* Recorded information *
┌──
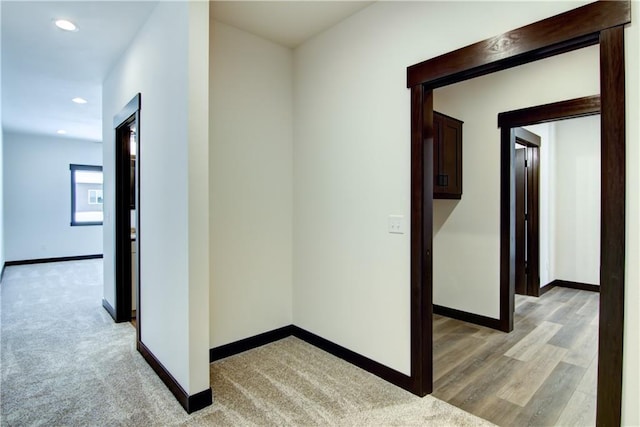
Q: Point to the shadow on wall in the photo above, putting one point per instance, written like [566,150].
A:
└──
┌──
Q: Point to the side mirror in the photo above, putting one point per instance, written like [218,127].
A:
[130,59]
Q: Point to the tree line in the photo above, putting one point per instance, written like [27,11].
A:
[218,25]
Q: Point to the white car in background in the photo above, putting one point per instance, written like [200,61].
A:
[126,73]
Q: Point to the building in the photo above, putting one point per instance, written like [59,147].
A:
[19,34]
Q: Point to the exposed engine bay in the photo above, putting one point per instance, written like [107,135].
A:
└──
Pick out each line of the data above that contains the word "Point".

* Output for this exercise *
Q: Point to the shadow on wall in the photo above, putting one point per instance, written like [566,150].
Q: Point to the side mirror in the photo above, putting one point per instance, written like [218,127].
Q: Point to the tree line in the photo above, putting one point per instance, written like [27,11].
Q: Point to the white car in background in the photo above, putting one point per instance, written like [200,61].
Q: Point to the building in the photo above, putting one point per instance, written like [59,147].
Q: Point to the exposed engine bay in the photo above, putting one point per instance, written like [107,135].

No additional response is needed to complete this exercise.